Arrange every line of the records below as a JSON list of strings, with one string per line and blank lines omitted.

══ Given records ══

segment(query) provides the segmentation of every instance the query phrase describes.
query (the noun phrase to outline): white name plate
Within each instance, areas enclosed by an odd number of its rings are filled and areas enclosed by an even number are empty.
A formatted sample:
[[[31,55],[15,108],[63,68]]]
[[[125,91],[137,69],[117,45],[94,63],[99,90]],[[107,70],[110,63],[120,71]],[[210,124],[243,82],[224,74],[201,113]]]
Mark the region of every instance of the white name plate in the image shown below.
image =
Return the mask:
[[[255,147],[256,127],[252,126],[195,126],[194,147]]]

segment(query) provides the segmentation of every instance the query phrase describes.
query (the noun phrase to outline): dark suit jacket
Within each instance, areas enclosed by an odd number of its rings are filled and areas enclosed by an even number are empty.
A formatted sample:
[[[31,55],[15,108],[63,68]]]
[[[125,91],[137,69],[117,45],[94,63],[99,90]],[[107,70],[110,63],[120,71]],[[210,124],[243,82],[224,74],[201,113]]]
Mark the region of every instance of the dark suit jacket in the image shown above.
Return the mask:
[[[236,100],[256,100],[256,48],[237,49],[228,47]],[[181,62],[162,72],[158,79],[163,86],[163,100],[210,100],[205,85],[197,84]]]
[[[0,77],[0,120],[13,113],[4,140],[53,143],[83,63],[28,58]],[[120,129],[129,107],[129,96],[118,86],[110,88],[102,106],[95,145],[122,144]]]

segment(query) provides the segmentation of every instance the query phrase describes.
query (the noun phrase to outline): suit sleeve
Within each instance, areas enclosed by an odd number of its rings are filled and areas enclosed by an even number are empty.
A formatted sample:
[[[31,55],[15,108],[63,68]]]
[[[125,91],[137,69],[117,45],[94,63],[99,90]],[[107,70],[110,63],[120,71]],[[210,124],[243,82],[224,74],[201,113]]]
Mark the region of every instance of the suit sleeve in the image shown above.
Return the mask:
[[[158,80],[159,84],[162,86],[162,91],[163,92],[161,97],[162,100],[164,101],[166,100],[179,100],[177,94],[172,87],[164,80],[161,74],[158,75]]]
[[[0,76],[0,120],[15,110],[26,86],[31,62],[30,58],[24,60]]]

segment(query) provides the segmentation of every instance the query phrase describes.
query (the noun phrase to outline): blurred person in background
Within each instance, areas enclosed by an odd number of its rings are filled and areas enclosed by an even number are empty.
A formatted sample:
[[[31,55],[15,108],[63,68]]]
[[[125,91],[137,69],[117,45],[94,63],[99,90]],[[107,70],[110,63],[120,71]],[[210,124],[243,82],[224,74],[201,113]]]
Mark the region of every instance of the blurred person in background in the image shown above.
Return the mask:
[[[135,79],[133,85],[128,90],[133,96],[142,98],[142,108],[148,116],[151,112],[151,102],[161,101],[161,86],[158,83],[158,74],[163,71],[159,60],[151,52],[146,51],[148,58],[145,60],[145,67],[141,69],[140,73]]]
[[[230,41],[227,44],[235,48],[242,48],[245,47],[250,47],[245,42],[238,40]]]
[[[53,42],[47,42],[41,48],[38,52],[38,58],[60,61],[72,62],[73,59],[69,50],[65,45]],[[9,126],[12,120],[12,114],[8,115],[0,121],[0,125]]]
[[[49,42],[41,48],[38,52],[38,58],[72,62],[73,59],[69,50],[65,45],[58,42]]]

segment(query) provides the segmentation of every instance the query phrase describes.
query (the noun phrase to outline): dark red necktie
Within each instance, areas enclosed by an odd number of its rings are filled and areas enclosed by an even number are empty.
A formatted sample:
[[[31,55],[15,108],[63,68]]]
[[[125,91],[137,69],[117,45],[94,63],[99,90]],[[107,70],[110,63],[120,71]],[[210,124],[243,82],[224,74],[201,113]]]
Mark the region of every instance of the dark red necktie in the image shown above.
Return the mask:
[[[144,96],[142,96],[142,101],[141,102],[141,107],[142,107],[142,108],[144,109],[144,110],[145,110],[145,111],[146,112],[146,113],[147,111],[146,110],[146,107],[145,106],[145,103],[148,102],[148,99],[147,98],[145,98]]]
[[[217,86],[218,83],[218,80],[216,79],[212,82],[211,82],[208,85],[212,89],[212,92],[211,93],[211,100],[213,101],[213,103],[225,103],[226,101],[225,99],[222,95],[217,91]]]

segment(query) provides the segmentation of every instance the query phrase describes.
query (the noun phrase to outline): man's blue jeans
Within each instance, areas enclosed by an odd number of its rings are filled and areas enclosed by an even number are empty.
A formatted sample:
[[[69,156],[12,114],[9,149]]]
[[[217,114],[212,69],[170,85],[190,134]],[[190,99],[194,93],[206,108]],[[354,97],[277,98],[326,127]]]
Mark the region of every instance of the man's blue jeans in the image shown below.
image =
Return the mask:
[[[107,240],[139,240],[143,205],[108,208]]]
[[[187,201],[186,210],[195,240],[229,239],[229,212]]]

═══

▶ _Solution to the problem_:
[
  "segment(query) provides the segmentation of every instance the query phrase describes.",
  "query (the noun phrase to outline): white name plate",
  "Within each instance, areas enclosed by an odd number of its rings are filled and areas enclosed by an even number are empty.",
  "A formatted sample:",
  "[[[31,55],[15,108],[63,68]]]",
  "[[[125,91],[137,69],[117,45],[94,63],[99,90]],[[107,70],[110,63],[120,71]],[[210,124],[243,82],[224,74],[201,113]]]",
  "Mark the region of every instance of the white name plate in the image shown below.",
  "image =",
  "Return the mask:",
  "[[[255,147],[256,127],[252,126],[195,126],[194,147]]]",
  "segment(query) provides the segmentation of every instance the query phrase describes.",
  "query (the noun phrase to outline): dark suit jacket",
  "Within each instance, areas enclosed by an odd number of its rings are filled and areas enclosed by an even number are empty.",
  "A formatted sample:",
  "[[[31,55],[15,108],[63,68]]]",
  "[[[125,91],[137,69],[117,45],[94,63],[99,90]],[[107,70],[110,63],[120,71]],[[210,124],[243,82],[224,74],[201,113]]]",
  "Mark the region of every instance of the dark suit jacket in the image shown above.",
  "Return the mask:",
  "[[[236,100],[256,100],[256,48],[237,49],[228,47]],[[181,62],[162,72],[158,79],[163,86],[163,100],[210,100],[205,85],[197,84]]]",
  "[[[0,77],[0,120],[13,113],[4,140],[53,143],[83,63],[28,58]],[[120,129],[129,107],[129,96],[118,86],[110,88],[102,106],[95,145],[122,144]]]",
  "segment(query) provides the segmentation of every instance the query phrase describes.",
  "query (the noun phrase to outline): suit sleeve",
  "Within each instance, areas enclosed by an odd number of its rings are filled and areas enclosed by an even number are empty.",
  "A formatted sample:",
  "[[[31,55],[15,108],[63,68]]]",
  "[[[125,91],[137,69],[117,45],[94,63],[99,90]],[[107,70],[110,63],[120,71]],[[210,124],[243,82],[224,74],[201,113]]]",
  "Mark the region of every instance of the suit sleeve in the image shown above.",
  "Return the mask:",
  "[[[158,80],[159,84],[162,86],[162,91],[163,92],[161,97],[162,100],[164,101],[166,100],[179,100],[177,94],[172,87],[164,80],[161,74],[158,75]]]",
  "[[[0,76],[0,120],[15,110],[26,86],[31,62],[30,58],[24,60]]]",
  "segment(query) provides the segmentation of every instance the query phrase describes.",
  "query (the noun phrase to outline): blurred person in background",
  "Within each instance, areas enclosed by an odd number of its rings are filled and areas enclosed by an even number are empty.",
  "A formatted sample:",
  "[[[31,55],[15,108],[63,68]]]",
  "[[[125,91],[137,69],[117,45],[94,63],[99,90]],[[107,70],[110,63],[120,71]],[[210,124],[243,82],[224,74],[201,113]]]",
  "Mark the region of every instance of the blurred person in background in the image shown above.",
  "Return the mask:",
  "[[[135,79],[133,85],[128,90],[133,96],[142,98],[142,108],[148,116],[151,112],[151,102],[161,101],[161,86],[158,83],[158,74],[163,71],[159,60],[151,52],[146,51],[148,58],[145,60],[145,67],[141,69],[140,73]]]",
  "[[[230,41],[227,44],[235,48],[242,48],[245,47],[250,47],[245,42],[238,40]]]",
  "[[[53,42],[47,42],[41,48],[38,52],[38,58],[60,61],[72,62],[73,59],[69,50],[65,45]],[[9,126],[12,120],[12,114],[8,115],[0,121],[0,125]]]",
  "[[[49,42],[41,48],[38,52],[38,58],[72,62],[73,59],[69,50],[65,45],[58,42]]]",
  "segment(query) provides the segmentation of every instance the query phrase describes.",
  "query (the noun phrase to outline): dark red necktie",
  "Within each instance, areas enclosed by an odd number of its rings are filled and areas enclosed by an even number are empty.",
  "A formatted sample:",
  "[[[31,55],[15,108],[63,68]]]",
  "[[[125,91],[137,69],[117,45],[94,63],[99,90]],[[107,70],[110,63],[120,71]],[[210,124],[243,82],[224,74],[201,113]]]",
  "Mark the region of every instance of the dark red necktie in the image shown above.",
  "Return the mask:",
  "[[[144,96],[142,96],[142,101],[141,102],[141,107],[142,107],[142,108],[144,109],[144,110],[145,110],[145,111],[146,112],[146,113],[147,111],[146,110],[146,107],[145,106],[145,103],[148,102],[148,99],[147,98],[145,98]]]",
  "[[[217,86],[218,83],[218,80],[216,79],[212,82],[211,82],[208,85],[212,89],[212,92],[211,93],[211,100],[213,101],[213,103],[225,103],[226,101],[225,99],[222,95],[217,91]]]",
  "segment(query) provides the segmentation of every instance the query phrase describes.",
  "query (the noun phrase to outline): man's blue jeans",
  "Within each instance, areas enclosed by an odd number of its rings are filled and areas enclosed by an even number are empty.",
  "A formatted sample:",
  "[[[69,156],[12,114],[9,149]]]",
  "[[[217,114],[212,69],[170,85],[190,134]],[[190,99],[194,93],[206,108]],[[354,97],[277,98],[326,127]]]",
  "Mark the region of every instance of the man's blue jeans in the image shown below.",
  "image =",
  "Return the mask:",
  "[[[107,240],[139,240],[143,205],[108,208]]]",
  "[[[187,201],[186,210],[195,240],[229,239],[229,212]]]"
]